▸ ページ抜粋:
____
妻と夫、二人で家を買う場合に利用する人が増えている「ペアローン」。「購入資金が2倍になる」などの理由で人気のペアローンだが、お得な理由と注意すべき点を把握しておこう! 実際に家を買った30代の収支報告も参考にして。

ファイナンシャルプランナー
高山一恵さん
「Money&You」取締役。女性向けWebメディア『FP Cafe』『Mocha』やYouTube「Money&You TV」の運営、女性にお金の知識を伝えるための講演や執筆など幅広く活躍している。
「ペアローン」のメリット・デメリットを知ろう
資金に余裕ができ、税の控除もある一方、休職や離婚などのリスクも考えて
夫婦で住宅を購入する場合、かつては「一人が住宅ローンを組む」のが当たり前だったけれども、共働き世帯が増えた今、夫婦それぞれが借り入れのできるペアローンを利用する人が急増中!
____
▸ 記述課題 A: ペアローンの記事で、ファイナンシャルプランナーの高山一恵さんが取締役を務めている会社はどこですか。
▸ 記述課題 B: ペアローンの記事の続きを、最後の文のあとから書いてください。

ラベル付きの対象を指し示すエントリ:
____
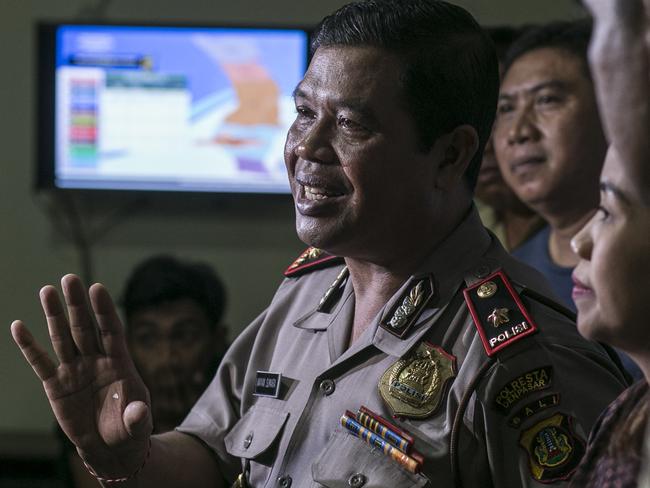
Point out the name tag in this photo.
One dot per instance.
(267, 384)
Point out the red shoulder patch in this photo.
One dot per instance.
(498, 312)
(311, 259)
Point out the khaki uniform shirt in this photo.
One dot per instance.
(297, 439)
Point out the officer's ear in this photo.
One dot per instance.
(455, 151)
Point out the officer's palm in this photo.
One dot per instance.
(95, 380)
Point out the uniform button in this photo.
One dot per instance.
(248, 440)
(284, 481)
(482, 271)
(357, 480)
(327, 387)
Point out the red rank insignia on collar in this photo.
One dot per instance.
(498, 312)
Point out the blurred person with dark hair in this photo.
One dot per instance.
(403, 310)
(550, 145)
(501, 210)
(612, 278)
(173, 311)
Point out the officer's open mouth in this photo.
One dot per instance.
(316, 193)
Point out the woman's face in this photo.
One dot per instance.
(612, 279)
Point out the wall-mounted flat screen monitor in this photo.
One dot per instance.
(166, 108)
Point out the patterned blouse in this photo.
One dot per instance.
(599, 468)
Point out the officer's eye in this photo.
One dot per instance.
(505, 108)
(303, 111)
(548, 99)
(350, 124)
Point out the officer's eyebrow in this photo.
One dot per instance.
(355, 105)
(543, 85)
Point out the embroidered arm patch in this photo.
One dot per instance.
(554, 450)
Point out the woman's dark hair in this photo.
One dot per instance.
(164, 278)
(450, 74)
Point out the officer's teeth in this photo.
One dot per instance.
(313, 193)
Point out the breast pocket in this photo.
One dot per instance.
(347, 461)
(254, 435)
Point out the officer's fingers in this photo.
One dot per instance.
(40, 362)
(57, 324)
(82, 327)
(111, 331)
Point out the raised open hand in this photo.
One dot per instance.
(95, 391)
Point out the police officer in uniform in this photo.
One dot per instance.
(405, 347)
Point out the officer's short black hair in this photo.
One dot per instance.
(572, 37)
(163, 278)
(503, 36)
(450, 75)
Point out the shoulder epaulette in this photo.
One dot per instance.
(311, 259)
(498, 312)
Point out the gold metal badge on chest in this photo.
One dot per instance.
(414, 385)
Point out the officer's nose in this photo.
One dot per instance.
(315, 145)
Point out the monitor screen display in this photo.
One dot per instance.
(171, 108)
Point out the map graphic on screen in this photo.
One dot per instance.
(175, 108)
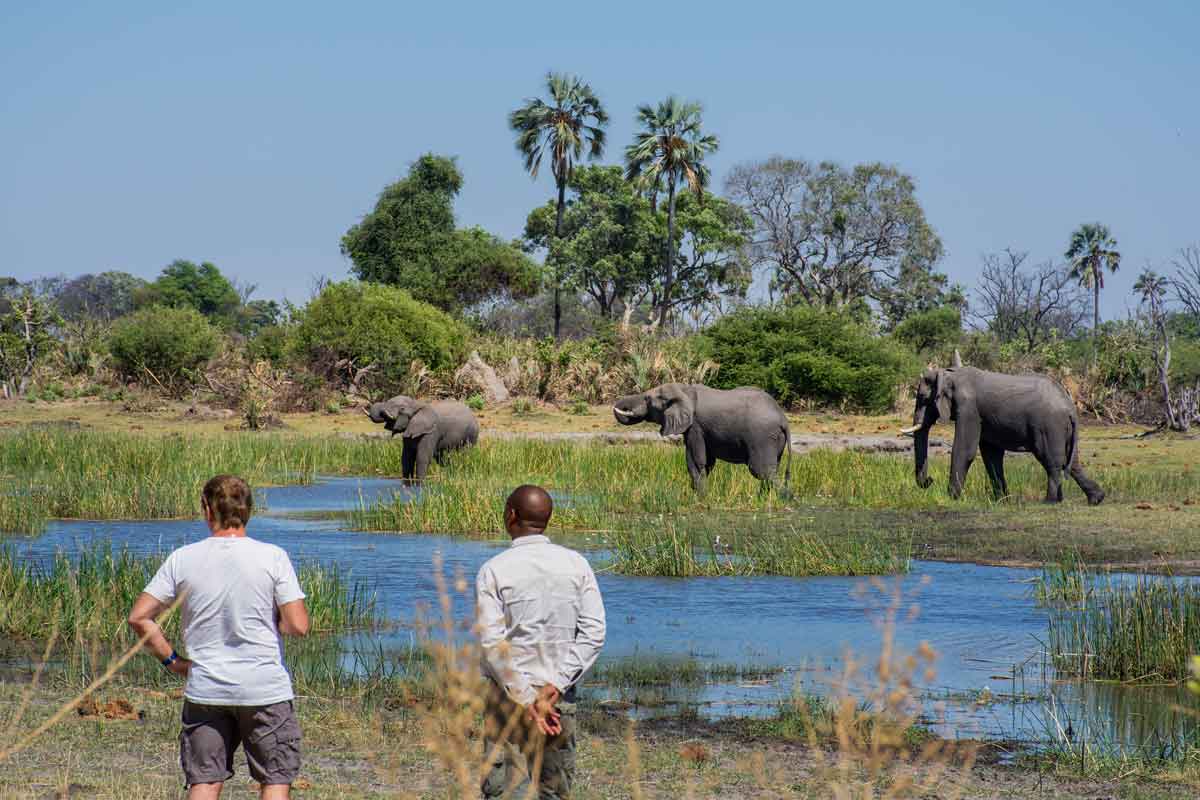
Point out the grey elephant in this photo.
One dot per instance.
(741, 426)
(994, 413)
(430, 429)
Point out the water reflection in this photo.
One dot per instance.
(982, 621)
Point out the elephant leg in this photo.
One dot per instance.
(994, 461)
(697, 459)
(1091, 488)
(966, 445)
(408, 459)
(426, 449)
(1054, 479)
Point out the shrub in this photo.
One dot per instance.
(268, 343)
(930, 330)
(809, 355)
(171, 344)
(371, 324)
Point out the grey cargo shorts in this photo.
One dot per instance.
(270, 735)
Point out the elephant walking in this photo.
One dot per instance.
(994, 414)
(430, 429)
(741, 426)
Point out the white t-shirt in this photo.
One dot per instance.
(233, 585)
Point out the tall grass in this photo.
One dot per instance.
(595, 485)
(1139, 631)
(684, 548)
(82, 474)
(88, 599)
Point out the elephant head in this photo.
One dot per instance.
(396, 414)
(672, 405)
(935, 401)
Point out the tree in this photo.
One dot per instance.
(103, 296)
(611, 238)
(573, 120)
(833, 236)
(1187, 280)
(369, 328)
(712, 260)
(184, 284)
(1092, 248)
(1152, 287)
(671, 146)
(166, 344)
(603, 242)
(411, 241)
(25, 336)
(1023, 305)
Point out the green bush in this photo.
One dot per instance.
(1185, 362)
(375, 324)
(930, 330)
(809, 355)
(269, 343)
(171, 344)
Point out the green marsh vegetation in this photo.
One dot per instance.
(77, 608)
(82, 474)
(1140, 630)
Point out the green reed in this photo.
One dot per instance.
(745, 547)
(601, 483)
(1066, 581)
(88, 599)
(661, 671)
(82, 474)
(1139, 631)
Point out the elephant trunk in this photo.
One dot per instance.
(921, 457)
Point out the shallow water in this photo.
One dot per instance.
(982, 621)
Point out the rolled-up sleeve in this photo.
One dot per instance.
(589, 632)
(493, 639)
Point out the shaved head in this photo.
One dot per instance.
(528, 510)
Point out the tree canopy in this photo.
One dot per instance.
(411, 241)
(833, 236)
(611, 244)
(184, 284)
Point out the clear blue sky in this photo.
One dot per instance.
(253, 134)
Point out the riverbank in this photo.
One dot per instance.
(354, 753)
(93, 459)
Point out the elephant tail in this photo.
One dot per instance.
(787, 443)
(1073, 443)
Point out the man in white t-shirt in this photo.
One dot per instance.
(237, 596)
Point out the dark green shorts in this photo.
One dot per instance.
(270, 735)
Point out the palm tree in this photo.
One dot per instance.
(571, 120)
(670, 148)
(1092, 247)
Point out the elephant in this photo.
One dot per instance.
(430, 429)
(741, 426)
(995, 413)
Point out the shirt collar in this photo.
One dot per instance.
(531, 539)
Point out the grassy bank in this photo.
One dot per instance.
(82, 474)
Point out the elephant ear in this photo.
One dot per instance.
(677, 415)
(942, 395)
(423, 423)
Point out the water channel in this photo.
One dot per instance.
(991, 679)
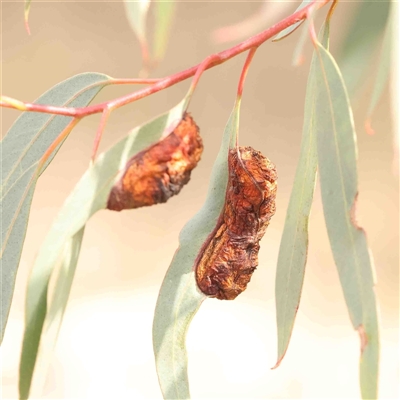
____
▸ 回答 A: 「Money&You」です。

▸ 回答 B:
「本格的に増えたのは2020年前後から。マンション価格の高騰により、一人の収入では住宅を買いづらい現実もあります。ペアローンは二人でローンを借りることにより、ローン金額を多く借りられるので購入できる住宅の選択肢が広がる上に、ローンの割合や返済の仕方は自由に組め、それぞれに税金の控除も。一方で相手のローンの連帯保証人になるので、どちらか一人が収入を維持できなくなった場合に、一人の負担が増す可能性があります。また万が一離婚となったときに、財産分与の方法でもめる例も。リスクもよく調べてから利用してください」(高山さん)
【ペアローンのメリット】
□資金が2倍になる
□金利タイプを別々に選ベば、リスクヘッジになることも
□住宅控除が個々に受けられる
【ペアローンのデメリット】
□2馬力で買うので、片方の収入状況が変わると大変
□離婚する際、意見が分かれると泥沼化しやすい
【ペアローンを組む前に話しておくといいこと】
□一方が働けなくなったときにどうするか
□離婚するときは“売却”と、出口を決めておく(売れなかった場合まで話せれば、かなり安心!)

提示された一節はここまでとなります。